Saturday, June 11, 2011

Dear Neighbor...

Dear Neighbor From The Floor Below,
You may not recall, but you stumbled into my apartment at about 3:30AM the other night, piss drunk, wearing nothing but your boxers. I wanted to take this opportunity to thank you for your visit:
  • First, thank you for wearing the boxers with the button. Not that they leave much to the imagination- it just goes to show that being 6' 3'' and built, doesn't necessarily imply endowment. I trust that "Sherry," (or whomever) doesn't mind. 
  • Thank you for giving some legitimacy to my little girl's freak-outs. Lately she's been acting strangely agoraphobic in the stairwell. Instead of going down the stairs ahead of me, as I'd like, she jumps up clamps onto me like a starfish, fussing at the slightest noise about Strangers. I try to assure her that we know everyone in the building, and no strangers can get in the front door. But it all must sound like the adults on Charlie Brown for the good it does. After your behavior the other night, I'll definitely be more patient with her from here on out. 
  • And finally, thank you for teaching me the valuable lesson, that even if our building is security-card access, we are acquainted with or neighbors, or even awake, there still may be a good reason to lock our door.  
Now, if I may offer a word of advice: Life can actually be fun, entertaining, and meaningful without getting plastered every single weekend (or in this case, the middle of the week)! Being sober doesn't mean being an Old Fogy (I'm only a year older than you- judging by your assurances to my husband that "Dude, I've lived in this apartment for 6 years,") nor does it imply having a stick up your butt. Ironically, it's the other way around, and your head- it's no accident they call it getting "Sh**faced."

The Apartment Above Yours

    • Friday, June 3, 2011

      There's No Harm in Trying.

      Do you think that if you want something hard enough, that it will happen, or is that just for the rare few? Even the seemingly impossible? The pipe-dreams?
      I've been designing my own knit pieces, more or less, for some time now. Trusted friends and passing acquaintances alike have been complimentary, even asking if I sell and flatly declaring that I should. I haven't gotten to the point of publishing or selling them for one reason or another; frankly, I think being a chicken has been a big factor.  But I'm at a point where I have, literally, nothing to lose, and I want it bad enough that I have to try.

*Provided material*:
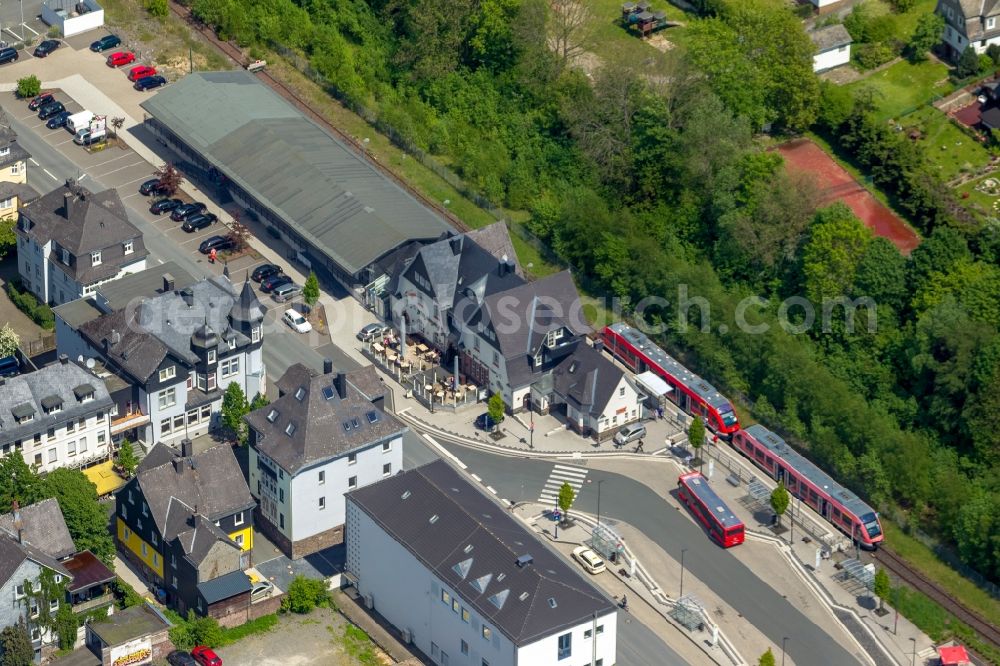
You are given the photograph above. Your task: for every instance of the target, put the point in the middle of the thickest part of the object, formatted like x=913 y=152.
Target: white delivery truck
x=79 y=121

*Problems and tasks*:
1 - Rewrite everything in the blog excerpt from "There's No Harm" down to "impossible? The pipe-dreams?", replacing "pipe-dreams" with "long shots".
2 - Extend the blog post about designing knit pieces, picking up right after its last sentence.

*Response list*:
1 -
There's No Harm in Trying.

      Do you think that if you want something hard enough, that it will happen, or is that just for the rare few? Even the seemingly impossible? The long shots?

2 -
      The truth is that we can't stay in this apartment. We don't have the money. We've know we have to find a new place for a long time, but as all of the new job leads dried up we burned through our down-payment money. Jason's been doing what he can to find freelance while applying for permanent positions, but it isn't enough. I've been out of the workforce for 5 years raising our two kids, but that's been foundational to our parenting philosophies. Throw in child care costs, education, so much more, it just gets wicked complicated.
      I was lying in bed the other night, wide awake between 3:30 and 4:00 AM trying to figure out what to do. I had/have to do something. Yarn wasn't even in my mental slide show when, suddenly, a design for a hat from start to finish slams my brain! It was too good- I couldn't not try. Anyway, I would love it and wear it constantly. I've been aching for good hats to wear without overheating, as my hair is growing to unmanageable lengths- for me, that is.
      I was walking home from Washington Street the other day, looking at the ivy and dogwood trees in front of brownstone townhouses, wanting so badly to have a place of our own like that- not somewhere to stay till the lease is up and cheaper rent comes along. Not somewhere to stay until the kids are too old to share a room. Somewhere they can grow up. I started to get the determined, almost defiant feeling I get when I isolate what it is I want, and decide that I'm going to do it- I'm going to do whatever I can do to make it happen. It's the fuel that got us to Boston, and it's the sole cause of anything else I've ever done that's worth noting. So here it is. Let's do this. I'm ready.